▸ **Input for this task**
<<<<

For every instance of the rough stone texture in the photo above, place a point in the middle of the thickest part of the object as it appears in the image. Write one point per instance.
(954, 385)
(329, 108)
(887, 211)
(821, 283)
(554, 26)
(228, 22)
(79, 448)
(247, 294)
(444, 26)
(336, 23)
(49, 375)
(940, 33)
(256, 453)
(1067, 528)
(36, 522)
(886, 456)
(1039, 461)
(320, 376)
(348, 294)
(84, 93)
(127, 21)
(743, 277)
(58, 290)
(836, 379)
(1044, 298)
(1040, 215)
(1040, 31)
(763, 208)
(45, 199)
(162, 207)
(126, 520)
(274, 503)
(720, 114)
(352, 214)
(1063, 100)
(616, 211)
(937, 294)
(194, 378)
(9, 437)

>>>>

▸ **What to produce**
All records above are to be output again exactly as they stand.

▸ **Exercise answer**
For every instance of the rough stone texture in the photo above, place a point in the middle of the thickest part of the object as it appears in the image. Write one point per instance.
(954, 385)
(329, 108)
(887, 211)
(821, 283)
(554, 26)
(228, 22)
(79, 448)
(247, 294)
(444, 26)
(336, 23)
(49, 375)
(940, 33)
(256, 453)
(1067, 528)
(36, 522)
(886, 456)
(1039, 461)
(320, 376)
(348, 294)
(84, 93)
(127, 21)
(743, 277)
(58, 290)
(836, 379)
(1044, 298)
(1040, 215)
(1040, 31)
(763, 208)
(45, 199)
(162, 207)
(126, 520)
(274, 503)
(720, 114)
(352, 214)
(1063, 100)
(616, 211)
(937, 294)
(194, 378)
(9, 437)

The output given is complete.